## Begin EXTRACT TO READ

# eggs in my tank



## Veganutz (Apr 9, 2004)

allrighty I got some questions about my 55 gal with 4 51/2-6 in. RBPs: 1)There are infertile (white) eggs in my tank, what water conditions does it take for these things to become fertilized by the male? 2) how often will my RBP lay eggs? 3) So I am guessing that I have to change the water everytime they have produce eggs eggs right, so the water does not get polluted? 4) will my 2 Plecos eat the eggs? 5) will the parent pirranhas eat the fry if they hatch? 6) What do I do with the fry if they go on to live... Sell them to the pet store or give them to my fish (for food) in my salt h20 tank? 7) can I give the unfertile eggs to my fish in the salt water tank? 8) so now that these piranhas are breeding does this mean that the male will be killed by the female any time soon or ever? 9) oh and how long does it take the eggs to be fertile?
Thank You for any response!!!

_ _ _ _ _ _ _ _ _ _ _ _ _ _
Eric Vega
University of Illinois
psychology
pre-med
EMT-B
class 2005

55 gal: 4 RBPs 5.5-6 in.
30 gal: 1 ocellaris clown, 2 pajama cardinals, 1 yellow tail blue damsel
55 gal: Red tail boa 3.5 feet
30 gal: 2 breeding crested geckos
10 gal: 1 rose hair tarantula
05 gal: desert gecko


----------



## «PïRåñHªß¥të» (May 5, 2003)

white means infertile, id wait atleast 12hours for them to be fertalized, not sure, my reds are alot like cichlids when it comes to spawing. when you have the fry your can do whatever you want with them


----------



## «PïRåñHªß¥të» (May 5, 2003)

i wouldnt realy change the water just take out the unfertalized eggs, yes plecos can and will eat the eggs


----------

## End EXTRACT TO READ
## Begin RECORD EXTRACTS

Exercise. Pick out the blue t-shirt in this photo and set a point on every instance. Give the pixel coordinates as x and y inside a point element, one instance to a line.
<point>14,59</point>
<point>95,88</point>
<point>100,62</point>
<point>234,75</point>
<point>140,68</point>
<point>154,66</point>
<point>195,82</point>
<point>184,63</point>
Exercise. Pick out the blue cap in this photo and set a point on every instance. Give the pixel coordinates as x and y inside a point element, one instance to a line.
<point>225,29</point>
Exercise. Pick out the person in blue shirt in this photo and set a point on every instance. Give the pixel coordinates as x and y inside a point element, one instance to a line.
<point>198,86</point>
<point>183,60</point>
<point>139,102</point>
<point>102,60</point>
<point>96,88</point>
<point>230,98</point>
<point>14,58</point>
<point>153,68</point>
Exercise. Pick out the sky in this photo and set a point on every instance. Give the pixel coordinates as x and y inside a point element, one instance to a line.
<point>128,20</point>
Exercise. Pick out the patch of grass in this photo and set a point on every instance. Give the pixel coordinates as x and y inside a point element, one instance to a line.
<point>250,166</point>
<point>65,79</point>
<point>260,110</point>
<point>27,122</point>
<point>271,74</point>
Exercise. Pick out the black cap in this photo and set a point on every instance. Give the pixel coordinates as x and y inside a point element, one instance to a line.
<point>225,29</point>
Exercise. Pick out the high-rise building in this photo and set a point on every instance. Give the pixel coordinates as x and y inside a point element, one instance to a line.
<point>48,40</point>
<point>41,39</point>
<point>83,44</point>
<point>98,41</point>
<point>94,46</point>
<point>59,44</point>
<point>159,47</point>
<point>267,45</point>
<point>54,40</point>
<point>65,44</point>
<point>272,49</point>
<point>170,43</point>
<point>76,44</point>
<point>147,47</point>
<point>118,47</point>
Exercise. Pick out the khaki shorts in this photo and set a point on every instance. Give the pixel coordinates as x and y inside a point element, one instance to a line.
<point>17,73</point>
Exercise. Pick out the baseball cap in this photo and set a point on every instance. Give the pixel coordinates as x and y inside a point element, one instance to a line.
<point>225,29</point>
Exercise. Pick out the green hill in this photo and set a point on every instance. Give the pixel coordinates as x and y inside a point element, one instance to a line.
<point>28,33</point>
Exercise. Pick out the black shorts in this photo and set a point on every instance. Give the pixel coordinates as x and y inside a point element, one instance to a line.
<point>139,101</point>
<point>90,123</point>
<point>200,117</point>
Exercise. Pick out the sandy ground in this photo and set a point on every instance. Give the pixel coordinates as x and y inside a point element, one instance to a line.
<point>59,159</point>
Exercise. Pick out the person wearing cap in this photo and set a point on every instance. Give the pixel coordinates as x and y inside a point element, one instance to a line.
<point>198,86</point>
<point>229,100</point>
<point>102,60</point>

## End RECORD EXTRACTS
## Begin RECORD EXTRACTS

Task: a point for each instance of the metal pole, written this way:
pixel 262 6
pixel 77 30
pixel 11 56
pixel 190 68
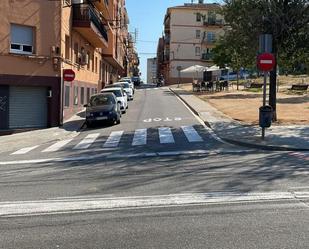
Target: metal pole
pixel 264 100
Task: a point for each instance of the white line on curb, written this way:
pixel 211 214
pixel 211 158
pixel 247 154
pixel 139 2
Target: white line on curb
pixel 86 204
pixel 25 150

## End RECORD EXTRACTS

WHAT YOU HAVE TO DO: Swap "fry" for "baby fish" and write out the thread about piranha eggs, everything from "# eggs in my" down to "to be fertile?". You don't need the data for any of this.

FINAL RESULT:
# eggs in my tank



## Veganutz (Apr 9, 2004)

allrighty I got some questions about my 55 gal with 4 51/2-6 in. RBPs: 1)There are infertile (white) eggs in my tank, what water conditions does it take for these things to become fertilized by the male? 2) how often will my RBP lay eggs? 3) So I am guessing that I have to change the water everytime they have produce eggs eggs right, so the water does not get polluted? 4) will my 2 Plecos eat the eggs? 5) will the parent pirranhas eat the baby fish if they hatch? 6) What do I do with the baby fish if they go on to live... Sell them to the pet store or give them to my fish (for food) in my salt h20 tank? 7) can I give the unfertile eggs to my fish in the salt water tank? 8) so now that these piranhas are breeding does this mean that the male will be killed by the female any time soon or ever? 9) oh and how long does it take the eggs to be fertile?